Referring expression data
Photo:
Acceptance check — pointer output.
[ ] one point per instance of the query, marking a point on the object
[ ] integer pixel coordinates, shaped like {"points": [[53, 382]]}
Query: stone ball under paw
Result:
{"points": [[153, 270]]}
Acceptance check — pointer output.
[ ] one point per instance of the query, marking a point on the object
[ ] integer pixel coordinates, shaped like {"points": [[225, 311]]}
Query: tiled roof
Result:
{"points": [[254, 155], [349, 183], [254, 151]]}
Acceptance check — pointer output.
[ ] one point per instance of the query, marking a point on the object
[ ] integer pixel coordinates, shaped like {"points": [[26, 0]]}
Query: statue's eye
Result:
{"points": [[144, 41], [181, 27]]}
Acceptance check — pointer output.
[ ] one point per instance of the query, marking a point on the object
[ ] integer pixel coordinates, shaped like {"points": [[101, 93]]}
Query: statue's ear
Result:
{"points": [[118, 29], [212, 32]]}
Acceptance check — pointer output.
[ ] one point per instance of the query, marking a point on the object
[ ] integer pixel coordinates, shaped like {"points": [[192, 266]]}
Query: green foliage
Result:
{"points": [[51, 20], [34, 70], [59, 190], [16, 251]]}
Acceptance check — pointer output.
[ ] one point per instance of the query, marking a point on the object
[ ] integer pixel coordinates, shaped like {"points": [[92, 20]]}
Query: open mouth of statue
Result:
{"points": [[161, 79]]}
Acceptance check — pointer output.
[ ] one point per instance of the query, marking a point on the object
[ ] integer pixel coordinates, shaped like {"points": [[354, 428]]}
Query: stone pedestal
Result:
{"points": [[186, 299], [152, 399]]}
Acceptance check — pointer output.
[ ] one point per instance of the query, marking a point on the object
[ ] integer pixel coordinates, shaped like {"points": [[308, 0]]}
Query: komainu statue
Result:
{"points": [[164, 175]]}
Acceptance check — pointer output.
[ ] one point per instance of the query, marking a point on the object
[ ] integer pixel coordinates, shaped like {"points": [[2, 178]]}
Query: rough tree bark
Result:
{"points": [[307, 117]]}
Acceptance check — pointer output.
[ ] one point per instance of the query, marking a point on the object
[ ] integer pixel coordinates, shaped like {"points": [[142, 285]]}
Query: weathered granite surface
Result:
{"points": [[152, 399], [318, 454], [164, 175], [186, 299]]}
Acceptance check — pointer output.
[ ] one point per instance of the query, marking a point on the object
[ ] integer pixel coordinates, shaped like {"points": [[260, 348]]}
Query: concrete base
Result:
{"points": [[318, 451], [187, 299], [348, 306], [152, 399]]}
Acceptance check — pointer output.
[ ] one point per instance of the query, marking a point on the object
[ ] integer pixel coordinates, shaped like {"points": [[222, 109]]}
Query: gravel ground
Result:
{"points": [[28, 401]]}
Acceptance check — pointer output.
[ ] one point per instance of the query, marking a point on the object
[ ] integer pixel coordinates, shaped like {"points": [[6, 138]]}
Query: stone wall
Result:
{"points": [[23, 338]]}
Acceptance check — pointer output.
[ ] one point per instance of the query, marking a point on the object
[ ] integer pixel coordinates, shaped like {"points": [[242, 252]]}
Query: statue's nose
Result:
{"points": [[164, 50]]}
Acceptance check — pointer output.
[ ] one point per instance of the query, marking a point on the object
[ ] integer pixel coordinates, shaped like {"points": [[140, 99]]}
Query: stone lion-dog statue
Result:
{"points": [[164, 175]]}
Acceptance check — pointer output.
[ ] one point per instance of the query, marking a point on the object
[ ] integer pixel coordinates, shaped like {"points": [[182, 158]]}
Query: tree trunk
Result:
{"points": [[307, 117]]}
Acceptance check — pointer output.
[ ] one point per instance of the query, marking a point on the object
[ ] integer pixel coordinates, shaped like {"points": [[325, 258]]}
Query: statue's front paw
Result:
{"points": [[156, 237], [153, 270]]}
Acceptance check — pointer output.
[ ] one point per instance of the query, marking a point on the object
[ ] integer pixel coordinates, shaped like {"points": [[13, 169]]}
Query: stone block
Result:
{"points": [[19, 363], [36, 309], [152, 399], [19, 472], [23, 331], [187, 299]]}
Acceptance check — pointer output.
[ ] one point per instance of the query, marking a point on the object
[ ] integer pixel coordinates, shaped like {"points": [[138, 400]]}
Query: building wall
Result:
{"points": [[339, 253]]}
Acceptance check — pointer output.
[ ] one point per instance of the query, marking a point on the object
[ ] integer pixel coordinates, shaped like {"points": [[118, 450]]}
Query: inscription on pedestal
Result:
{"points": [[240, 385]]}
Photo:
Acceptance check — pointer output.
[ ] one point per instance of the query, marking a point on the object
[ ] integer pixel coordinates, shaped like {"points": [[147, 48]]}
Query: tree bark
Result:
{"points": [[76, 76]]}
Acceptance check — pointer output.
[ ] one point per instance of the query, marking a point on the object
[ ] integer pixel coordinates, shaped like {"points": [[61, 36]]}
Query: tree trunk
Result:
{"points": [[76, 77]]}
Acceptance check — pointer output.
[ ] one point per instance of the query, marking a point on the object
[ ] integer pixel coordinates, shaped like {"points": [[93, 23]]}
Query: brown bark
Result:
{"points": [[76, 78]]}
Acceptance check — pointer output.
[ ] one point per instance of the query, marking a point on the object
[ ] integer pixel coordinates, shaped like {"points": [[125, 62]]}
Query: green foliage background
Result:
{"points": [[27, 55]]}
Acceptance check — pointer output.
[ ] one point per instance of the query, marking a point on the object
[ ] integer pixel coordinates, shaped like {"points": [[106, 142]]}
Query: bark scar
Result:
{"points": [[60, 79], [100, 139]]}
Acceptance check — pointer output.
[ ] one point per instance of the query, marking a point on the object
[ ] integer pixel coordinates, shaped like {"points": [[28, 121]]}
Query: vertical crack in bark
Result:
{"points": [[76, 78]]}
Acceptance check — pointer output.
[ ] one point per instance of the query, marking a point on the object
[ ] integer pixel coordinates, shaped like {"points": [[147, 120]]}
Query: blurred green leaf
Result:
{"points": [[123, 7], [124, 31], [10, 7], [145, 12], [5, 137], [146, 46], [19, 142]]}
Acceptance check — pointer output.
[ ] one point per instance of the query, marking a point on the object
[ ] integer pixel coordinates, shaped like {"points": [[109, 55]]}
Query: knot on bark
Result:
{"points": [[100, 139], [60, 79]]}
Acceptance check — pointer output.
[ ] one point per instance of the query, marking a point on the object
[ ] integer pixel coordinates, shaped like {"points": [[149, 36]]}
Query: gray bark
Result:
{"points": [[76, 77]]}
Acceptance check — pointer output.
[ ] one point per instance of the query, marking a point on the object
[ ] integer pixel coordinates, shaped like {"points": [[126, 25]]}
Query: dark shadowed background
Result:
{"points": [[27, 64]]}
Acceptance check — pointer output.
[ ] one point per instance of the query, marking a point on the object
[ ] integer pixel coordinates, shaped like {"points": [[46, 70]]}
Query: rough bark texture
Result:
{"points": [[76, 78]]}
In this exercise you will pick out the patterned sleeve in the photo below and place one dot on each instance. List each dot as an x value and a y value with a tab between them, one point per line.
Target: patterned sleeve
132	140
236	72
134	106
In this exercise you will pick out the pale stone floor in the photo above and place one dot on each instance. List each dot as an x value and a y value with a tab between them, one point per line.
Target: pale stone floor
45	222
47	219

▸ Goal of the exercise:
Look over the records above and copy each line that includes the string "statue".

▸ Task result:
Query: statue's eye
Query: statue's ear
Query: open mouth of statue
Query: komainu statue
Query: statue's nose
Query: stone lion-dog statue
Query: statue's front paw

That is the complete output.